● **To do**:
All entries are to be quoted exactly; the images stay out of the copy.

(Point labeling dataset excerpts)
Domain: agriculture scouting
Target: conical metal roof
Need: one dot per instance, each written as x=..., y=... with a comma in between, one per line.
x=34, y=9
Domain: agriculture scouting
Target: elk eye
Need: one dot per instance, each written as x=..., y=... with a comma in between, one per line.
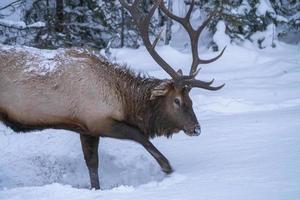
x=177, y=102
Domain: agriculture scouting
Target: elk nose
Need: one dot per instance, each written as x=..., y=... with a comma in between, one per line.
x=197, y=130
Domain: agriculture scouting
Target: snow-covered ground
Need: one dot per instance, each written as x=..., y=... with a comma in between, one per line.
x=249, y=147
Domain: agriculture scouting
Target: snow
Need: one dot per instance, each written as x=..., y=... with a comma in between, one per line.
x=267, y=37
x=263, y=7
x=220, y=37
x=249, y=147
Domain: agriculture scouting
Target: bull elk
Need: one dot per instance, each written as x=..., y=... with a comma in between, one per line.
x=90, y=96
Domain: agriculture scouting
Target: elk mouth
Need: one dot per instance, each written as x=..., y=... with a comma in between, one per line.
x=195, y=131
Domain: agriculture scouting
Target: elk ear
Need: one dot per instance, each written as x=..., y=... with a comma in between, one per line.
x=162, y=89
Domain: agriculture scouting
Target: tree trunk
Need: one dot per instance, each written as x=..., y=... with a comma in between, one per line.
x=169, y=25
x=59, y=27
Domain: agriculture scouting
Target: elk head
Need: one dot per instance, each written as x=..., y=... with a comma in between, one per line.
x=175, y=92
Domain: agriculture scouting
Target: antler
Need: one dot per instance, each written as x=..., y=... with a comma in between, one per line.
x=143, y=23
x=143, y=26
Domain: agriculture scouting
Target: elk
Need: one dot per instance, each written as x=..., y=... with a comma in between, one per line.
x=95, y=98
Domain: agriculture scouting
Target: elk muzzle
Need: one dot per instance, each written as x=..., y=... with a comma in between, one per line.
x=193, y=131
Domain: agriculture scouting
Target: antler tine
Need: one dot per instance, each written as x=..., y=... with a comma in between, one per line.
x=193, y=34
x=143, y=24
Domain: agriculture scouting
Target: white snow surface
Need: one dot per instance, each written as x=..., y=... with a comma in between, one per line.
x=249, y=147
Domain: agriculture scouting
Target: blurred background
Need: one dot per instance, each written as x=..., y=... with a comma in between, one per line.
x=104, y=23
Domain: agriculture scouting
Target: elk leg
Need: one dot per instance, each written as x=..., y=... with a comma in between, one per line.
x=121, y=130
x=89, y=146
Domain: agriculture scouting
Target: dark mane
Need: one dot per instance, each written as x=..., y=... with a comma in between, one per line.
x=135, y=91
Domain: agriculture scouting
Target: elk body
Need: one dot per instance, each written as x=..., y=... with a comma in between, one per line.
x=75, y=90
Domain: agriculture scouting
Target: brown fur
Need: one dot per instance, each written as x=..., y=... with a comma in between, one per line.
x=88, y=95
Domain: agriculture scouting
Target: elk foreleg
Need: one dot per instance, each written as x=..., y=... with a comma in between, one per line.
x=90, y=151
x=121, y=130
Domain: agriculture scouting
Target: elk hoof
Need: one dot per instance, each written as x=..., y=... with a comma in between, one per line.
x=167, y=169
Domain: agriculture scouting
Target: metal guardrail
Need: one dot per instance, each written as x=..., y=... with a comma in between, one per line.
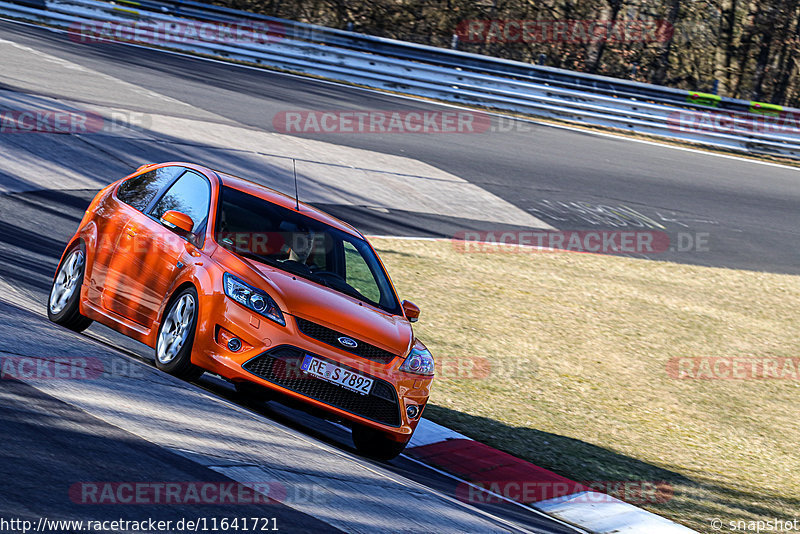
x=332, y=54
x=442, y=56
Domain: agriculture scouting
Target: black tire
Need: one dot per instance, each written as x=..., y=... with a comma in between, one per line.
x=375, y=444
x=67, y=313
x=252, y=393
x=177, y=360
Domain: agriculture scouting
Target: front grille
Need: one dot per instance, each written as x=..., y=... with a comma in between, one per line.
x=331, y=337
x=281, y=366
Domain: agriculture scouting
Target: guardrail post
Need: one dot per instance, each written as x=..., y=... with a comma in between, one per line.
x=703, y=99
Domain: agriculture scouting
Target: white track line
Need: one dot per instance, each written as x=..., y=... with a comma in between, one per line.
x=419, y=99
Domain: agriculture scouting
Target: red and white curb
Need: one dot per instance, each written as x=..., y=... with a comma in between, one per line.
x=510, y=478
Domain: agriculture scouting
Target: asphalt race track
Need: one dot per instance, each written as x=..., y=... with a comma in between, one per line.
x=135, y=424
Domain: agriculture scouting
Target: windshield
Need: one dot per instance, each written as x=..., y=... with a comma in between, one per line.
x=283, y=238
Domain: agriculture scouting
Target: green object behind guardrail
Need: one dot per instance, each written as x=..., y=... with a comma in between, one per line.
x=703, y=99
x=762, y=108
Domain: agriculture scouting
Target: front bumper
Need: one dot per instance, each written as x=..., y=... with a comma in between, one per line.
x=271, y=356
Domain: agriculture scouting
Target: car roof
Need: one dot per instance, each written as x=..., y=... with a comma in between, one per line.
x=275, y=197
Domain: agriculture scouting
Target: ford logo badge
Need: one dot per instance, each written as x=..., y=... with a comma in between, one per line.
x=348, y=342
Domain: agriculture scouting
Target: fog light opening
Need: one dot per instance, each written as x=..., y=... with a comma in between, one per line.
x=234, y=344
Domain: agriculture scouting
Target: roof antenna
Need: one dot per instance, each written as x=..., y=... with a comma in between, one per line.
x=296, y=197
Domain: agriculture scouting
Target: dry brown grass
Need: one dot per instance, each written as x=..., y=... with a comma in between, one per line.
x=582, y=387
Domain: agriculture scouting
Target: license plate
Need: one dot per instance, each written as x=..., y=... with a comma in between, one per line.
x=337, y=375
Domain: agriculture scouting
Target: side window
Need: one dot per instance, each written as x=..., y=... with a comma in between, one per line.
x=358, y=274
x=191, y=195
x=140, y=190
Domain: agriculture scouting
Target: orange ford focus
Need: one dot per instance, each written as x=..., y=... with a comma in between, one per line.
x=220, y=274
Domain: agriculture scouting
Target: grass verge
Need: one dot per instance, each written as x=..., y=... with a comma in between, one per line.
x=580, y=348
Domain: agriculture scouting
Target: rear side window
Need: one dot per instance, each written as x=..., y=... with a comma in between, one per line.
x=191, y=195
x=140, y=191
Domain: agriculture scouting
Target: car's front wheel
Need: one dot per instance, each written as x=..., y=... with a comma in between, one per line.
x=63, y=306
x=176, y=336
x=375, y=444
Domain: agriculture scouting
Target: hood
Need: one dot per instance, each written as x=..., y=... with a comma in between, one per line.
x=308, y=300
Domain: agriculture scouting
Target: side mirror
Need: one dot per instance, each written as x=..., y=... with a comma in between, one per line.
x=175, y=219
x=411, y=311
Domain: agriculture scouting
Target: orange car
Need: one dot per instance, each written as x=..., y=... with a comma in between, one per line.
x=219, y=274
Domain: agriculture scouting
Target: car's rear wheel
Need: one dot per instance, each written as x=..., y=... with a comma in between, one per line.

● **Completed exercise**:
Domain: agriculture scouting
Target: conical metal roof
Need: one dot per instance, each written as x=..., y=... with a comma in between, one per line.
x=34, y=9
Domain: agriculture scouting
Target: elk eye
Need: one dot per instance, each written as x=..., y=... with a comma in between, one per line.
x=177, y=102
Domain: agriculture scouting
Target: elk nose
Need: one dot per instance, each written as x=..., y=... with a comma in between, one per line.
x=197, y=130
Domain: agriculture scouting
Target: snow-covered ground
Need: one dot per instance, each written as x=..., y=... with a comma in between, one per line.
x=249, y=147
Domain: agriculture scouting
Target: snow
Need: one dot per instance, each written as x=..., y=... with a comma in between, one per line.
x=267, y=37
x=263, y=7
x=220, y=37
x=249, y=147
Domain: agriculture scouting
Target: bull elk
Need: one dot per instance, each written as x=..., y=... with a comma in between, one per line.
x=90, y=96
Domain: agriculture scouting
Target: elk mouth
Need: one dot per instance, each written as x=..., y=... with a comma in between, one per line.
x=195, y=131
Domain: agriculture scouting
Target: elk ear
Need: one dot per instance, each written as x=..., y=... with a comma in between, one per line.
x=162, y=89
Domain: agriculture scouting
Target: tree trunk
Need: one dot per instance, each written as x=..., y=... with a comma in between, one per line.
x=169, y=25
x=59, y=27
Domain: agriculture scouting
Target: elk head
Need: one dot per instance, each written as x=..., y=... with a comma in between, one per line.
x=175, y=92
Domain: agriculture scouting
Target: antler
Need: one dot per instance, each written as x=..., y=... with a comma in between, one per line.
x=143, y=23
x=143, y=26
Domain: agriculture scouting
Target: elk
Need: one dot per instance, each written as x=..., y=... with a comma in between, one per line.
x=95, y=98
Domain: agriculture scouting
Target: elk muzzle
Need: one dot per instance, each written as x=..., y=... with a comma in between, one per line.
x=193, y=131
Domain: agriculture scouting
Target: antler tine
Need: one dot per instance, each written as x=..., y=... with a comma in between, one per line.
x=193, y=34
x=143, y=24
Domain: agriculture scouting
Target: white snow surface
Need: one dot per instance, each written as x=..., y=... with a comma in between, one per line.
x=249, y=147
Domain: agriculture scouting
Target: blurred background
Need: one dot per instance, each written as x=..., y=... with a comma in between, one per line.
x=104, y=23
Domain: agriculture scouting
Target: elk leg
Need: one dot per instance, each written as x=..., y=... with a comma in between, one per line.
x=121, y=130
x=89, y=146
Domain: agriculture scouting
Target: dark mane
Need: one dot per instance, each written as x=..., y=... with a comma in between, one per line.
x=135, y=91
Domain: agriculture scouting
Target: elk body
Need: one dot per instance, each written as x=..., y=... with a comma in between, one per line.
x=75, y=90
Domain: agriculture scouting
Target: brown fur
Need: one dot per instance, each written as x=..., y=... with a comma in between, one per line.
x=88, y=95
Domain: agriculture scouting
Target: elk foreleg
Need: one dot per instance, each written as x=..., y=... with a comma in between, one per line.
x=90, y=151
x=121, y=130
Domain: agriculture scouting
Target: elk hoof
Need: one dot per instance, each written as x=..., y=... with a comma in between, one per line.
x=167, y=169
Domain: agriculture scouting
Target: metal guardrail
Need: one dot per instance, each written as x=..., y=... with a comma in between, one per line.
x=332, y=54
x=442, y=56
Domain: agriculture scouting
Target: black tire
Need: one dot per instance, each written as x=..., y=... with a comma in between, one per line.
x=375, y=444
x=67, y=313
x=252, y=393
x=177, y=360
Domain: agriculture scouting
Target: front grille
Need: one dot per instance, each written as x=..., y=... with a comma in between, one per line.
x=331, y=337
x=281, y=366
Domain: agriculture scouting
Target: guardrail post
Need: one dot per instance, each written as x=..., y=... with a comma in between, one per line.
x=703, y=99
Domain: agriculture scouting
Target: white track line
Need: one dot per instance, each written as x=..., y=... with a comma in between, one per line.
x=419, y=99
Domain: agriculture scouting
Target: red and white curb
Need: one dot per instance, each written as x=..., y=... with a comma in between, one per line.
x=510, y=478
Domain: agriculture scouting
Target: asphalt race track
Need: one dot per instance, each written as x=..., y=... with a comma in between, one per line.
x=135, y=424
Domain: agriculture scouting
Target: windshield
Need: one dot per instance, each written as x=..., y=... with a comma in between, one per line.
x=283, y=238
Domain: agriculture scouting
Target: green object behind guardrail
Need: one dot per instance, each written as x=..., y=... with a comma in between, one per line.
x=703, y=99
x=762, y=108
Domain: agriculture scouting
Target: front bumper
Need: one dot per instance, each written as x=..., y=... with a comma in between, one per line.
x=271, y=356
Domain: agriculture scouting
Target: car roof
Need: one dot per instance, each written as x=..., y=... with a comma in between, one per line.
x=275, y=197
Domain: agriculture scouting
Target: ford logo badge
Need: one dot per instance, each written as x=..., y=... with a comma in between, one per line.
x=348, y=342
Domain: agriculture scouting
Target: fog light opening
Need: one dot per instance, each written as x=..., y=... with a comma in between, one per line.
x=234, y=344
Domain: agriculture scouting
Target: roof antenna
Need: one dot per instance, each written as x=..., y=... with a comma in between, one per line.
x=296, y=197
Domain: agriculture scouting
Target: dry brown grass
Need: one dot per instance, each written as x=..., y=... with a comma in between, one per line.
x=582, y=387
Domain: agriculture scouting
Target: license plate
Need: one dot per instance, each written as x=..., y=... with a comma in between, one per line.
x=337, y=375
Domain: agriculture scouting
Target: side window
Need: one dot per instance, each written as x=..., y=... with a comma in between, one per line.
x=358, y=274
x=191, y=195
x=140, y=190
Domain: agriculture scouting
Target: orange ford focus
Need: one dot per instance, each written as x=..., y=... with a comma in between, one per line.
x=220, y=274
Domain: agriculture scouting
Target: grass verge
Need: one dot per instance, each written as x=..., y=... with a comma in between, one per line.
x=580, y=348
Domain: agriculture scouting
Target: rear side window
Need: one dot per instance, each written as x=..., y=... with a comma in between, one per line.
x=191, y=195
x=140, y=191
Domain: agriculture scouting
Target: car's front wheel
Need: one dot per instance, each written as x=..., y=... with a comma in between, one per line.
x=63, y=306
x=176, y=336
x=375, y=444
Domain: agriculture scouting
Target: hood
Need: one dot per instance, each written as x=..., y=... with a comma in between, one per line.
x=308, y=300
Domain: agriculture scouting
Target: side mirror
Need: one dot per instance, each written as x=..., y=... with a comma in between, one per line.
x=175, y=219
x=411, y=311
Domain: agriculture scouting
Target: orange car
Need: one dot per instance, each written as x=..., y=... with a comma in between, one per line.
x=219, y=274
Domain: agriculture scouting
Target: car's rear wheel
Need: one dot per instance, each written as x=..., y=... with a comma in between, one per line.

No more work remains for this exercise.